• **FRAGMENT TEKSTU**:
--------------------

Tak, moje serce to prawdziwa świątynia, sanktuarium! Nie dlatego, że jestem święty, bo przecież nie jestem, ale tylko dlatego, że właśnie tam mogę spotkać Świętego, mogę z Nim być i rozmawiać. Ta właśnie świątynia została powierzona mojej osobistej opiece, jestem jej jedynym strażnikiem. Nikt nie może mnie w tym zastąpić, bo nikt oprócz mnie nie ma tam wstępu. Tylko ja mogę, a więc i powinienem dbać o nią jak o najwspanialszą katedrę. Niestety, życie pokazuje, że często narażam ją na profanację, łatwo ją zbrukać, oszpecić i zamienić na „jaskinię zbójców”, o czym napiszę w następnej refleksji.

--------------------

• **WYODRĘBNIONE DANE**:

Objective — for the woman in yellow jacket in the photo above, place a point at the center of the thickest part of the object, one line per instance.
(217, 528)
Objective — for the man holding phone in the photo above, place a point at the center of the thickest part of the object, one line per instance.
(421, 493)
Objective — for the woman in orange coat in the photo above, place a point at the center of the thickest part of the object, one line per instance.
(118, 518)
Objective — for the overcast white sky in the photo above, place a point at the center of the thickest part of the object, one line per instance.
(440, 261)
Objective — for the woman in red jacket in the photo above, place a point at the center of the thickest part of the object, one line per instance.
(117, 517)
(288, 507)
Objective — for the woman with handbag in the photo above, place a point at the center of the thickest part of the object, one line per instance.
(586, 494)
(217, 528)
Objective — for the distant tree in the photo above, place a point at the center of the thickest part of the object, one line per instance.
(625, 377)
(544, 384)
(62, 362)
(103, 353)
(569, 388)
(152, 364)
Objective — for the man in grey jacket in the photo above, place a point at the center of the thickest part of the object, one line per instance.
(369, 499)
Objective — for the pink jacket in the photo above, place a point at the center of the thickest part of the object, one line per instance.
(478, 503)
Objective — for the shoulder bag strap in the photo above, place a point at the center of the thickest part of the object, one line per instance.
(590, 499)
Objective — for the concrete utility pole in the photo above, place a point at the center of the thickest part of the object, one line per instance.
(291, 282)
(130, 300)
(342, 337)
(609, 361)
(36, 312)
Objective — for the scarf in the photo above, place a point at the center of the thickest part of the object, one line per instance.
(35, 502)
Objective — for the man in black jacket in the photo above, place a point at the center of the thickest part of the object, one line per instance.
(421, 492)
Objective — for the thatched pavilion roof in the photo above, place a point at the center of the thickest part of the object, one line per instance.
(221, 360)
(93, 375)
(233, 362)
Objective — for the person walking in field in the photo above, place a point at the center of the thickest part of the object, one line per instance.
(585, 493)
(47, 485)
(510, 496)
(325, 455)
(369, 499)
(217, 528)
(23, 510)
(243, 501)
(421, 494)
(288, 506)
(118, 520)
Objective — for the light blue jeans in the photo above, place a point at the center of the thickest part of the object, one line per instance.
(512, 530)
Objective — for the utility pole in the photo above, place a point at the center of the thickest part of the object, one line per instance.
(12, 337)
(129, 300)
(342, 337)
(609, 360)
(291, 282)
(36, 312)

--------------------

• **POLECENIE A**: Z jakiego powodu serce zostało nazwane świątynią w fragmencie o sercu jako świątyni?
• **POLECENIE B**: Przedstaw w formie krótkiej listy akapit zaczynający się od słów „Tak, moje serce to prawdziwa świątynia” z fragmentu o sercu jako świątyni, zachowując jego główne informacje.
• **POLECENIE C**: Podaj dalszy ciąg fragmentu o sercu jako świątyni, zaczynając od miejsca, w którym się kończy.

• **ODPOWIEDŹ A**: Dlatego, że właśnie tam można spotkać Świętego, być z Nim i rozmawiać, a nie z powodu świętości piszącego.

• **ODPOWIEDŹ B**:
- Moje serce jest świątynią, sanktuarium, nie z powodu mojej świętości, lecz dlatego, że tam spotykam Świętego, jestem z Nim i rozmawiam.
- Ta świątynia została powierzona mojej osobistej opiece i tylko ja jestem jej strażnikiem.
- Nikt nie może mnie zastąpić, bo nikt poza mną nie ma do niej wstępu.
- Powinienem dbać o nią jak o najwspanialszą katedrę.
- Często jednak narażam ją na profanację: łatwo ją zbrukać, oszpecić i zamienić w „jaskinię zbójców”.
- Temu poświęcona będzie następna refleksja.

• **ODPOWIEDŹ C**:
Wracając do kwestii postawionej na początku... Jeżeli nie będzie mi zależało na świątyni, którą zbudował dla siebie Bóg we mnie, to czy będzie mi zależało na świątyni, którą ludzie zbudowali z cegieł obok mnie? Jeśli nie znajduję Boga najpierw we własnym sercu, to czy znajdę Go w jakimkolwiek kościele? Wtedy sensowne jest pytanie: po co te kościoły? Najlepiej je zburzyć, niech nie stoją puste, niech nie kłują w oczy i o niczym nie przypominają! Przerażająco proste!
Nie da się jednak zburzyć świątyni, którą zbudował w nas sam Bóg. Można ją zaniedbać, sprofanować, zagłuszyć czy zakryć jakąś inną duchową budowlą, ale gdzieś w głębi będzie zawsze istnieć Jego świątynia, On mimo wszystko tam mieszka. Niesłychane!